---------- Provided records ----------

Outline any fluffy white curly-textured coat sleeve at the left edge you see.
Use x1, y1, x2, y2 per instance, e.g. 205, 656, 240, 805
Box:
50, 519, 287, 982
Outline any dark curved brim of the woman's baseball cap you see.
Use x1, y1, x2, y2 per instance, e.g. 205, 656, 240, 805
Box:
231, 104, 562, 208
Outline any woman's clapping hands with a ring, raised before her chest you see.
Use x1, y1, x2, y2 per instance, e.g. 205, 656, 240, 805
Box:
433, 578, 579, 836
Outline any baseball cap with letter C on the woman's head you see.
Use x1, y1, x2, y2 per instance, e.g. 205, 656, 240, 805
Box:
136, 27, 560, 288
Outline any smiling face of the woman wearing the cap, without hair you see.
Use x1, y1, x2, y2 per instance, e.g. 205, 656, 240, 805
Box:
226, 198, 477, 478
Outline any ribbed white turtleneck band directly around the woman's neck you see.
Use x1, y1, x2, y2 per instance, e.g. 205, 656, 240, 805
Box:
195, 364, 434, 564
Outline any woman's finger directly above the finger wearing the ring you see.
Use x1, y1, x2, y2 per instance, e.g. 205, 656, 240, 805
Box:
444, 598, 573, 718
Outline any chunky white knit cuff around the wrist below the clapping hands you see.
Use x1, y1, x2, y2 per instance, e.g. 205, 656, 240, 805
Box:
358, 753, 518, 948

----------
---------- Provided records ----------

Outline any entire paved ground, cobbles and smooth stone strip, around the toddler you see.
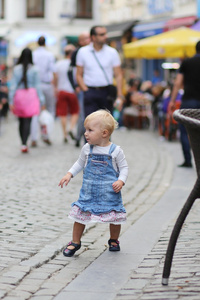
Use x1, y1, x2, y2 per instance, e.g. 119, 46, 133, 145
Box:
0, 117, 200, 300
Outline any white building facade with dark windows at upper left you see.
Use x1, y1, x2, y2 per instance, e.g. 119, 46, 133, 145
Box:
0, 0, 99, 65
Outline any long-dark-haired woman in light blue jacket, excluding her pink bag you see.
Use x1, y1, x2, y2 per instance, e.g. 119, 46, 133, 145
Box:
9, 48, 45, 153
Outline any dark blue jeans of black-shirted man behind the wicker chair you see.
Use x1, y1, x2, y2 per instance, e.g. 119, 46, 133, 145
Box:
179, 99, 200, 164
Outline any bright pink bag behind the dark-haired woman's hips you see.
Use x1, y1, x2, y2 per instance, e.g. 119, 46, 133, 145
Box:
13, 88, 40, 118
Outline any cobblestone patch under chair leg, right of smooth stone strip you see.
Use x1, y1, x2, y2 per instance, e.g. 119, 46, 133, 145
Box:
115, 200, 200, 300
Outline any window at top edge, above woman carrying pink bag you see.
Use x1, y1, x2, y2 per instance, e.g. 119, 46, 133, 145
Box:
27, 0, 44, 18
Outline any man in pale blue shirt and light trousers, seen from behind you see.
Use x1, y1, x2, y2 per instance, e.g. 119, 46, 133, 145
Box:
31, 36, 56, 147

----------
---------- Provided records ----------

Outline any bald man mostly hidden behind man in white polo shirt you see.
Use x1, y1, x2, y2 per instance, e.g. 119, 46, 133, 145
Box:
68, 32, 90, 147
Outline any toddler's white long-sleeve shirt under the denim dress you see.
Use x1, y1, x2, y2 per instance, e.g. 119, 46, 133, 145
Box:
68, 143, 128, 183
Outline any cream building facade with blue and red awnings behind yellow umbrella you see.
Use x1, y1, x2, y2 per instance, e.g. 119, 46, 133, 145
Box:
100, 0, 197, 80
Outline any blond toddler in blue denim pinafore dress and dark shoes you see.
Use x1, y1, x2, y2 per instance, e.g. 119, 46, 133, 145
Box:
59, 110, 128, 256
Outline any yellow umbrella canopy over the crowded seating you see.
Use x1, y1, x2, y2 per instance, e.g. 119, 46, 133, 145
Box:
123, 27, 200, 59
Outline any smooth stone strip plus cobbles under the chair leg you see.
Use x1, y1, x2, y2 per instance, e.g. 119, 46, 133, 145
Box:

----------

*What you need to do:* Look through the entries above and count each line holding "white"; report the count alone.

*Result of the exercise:* 6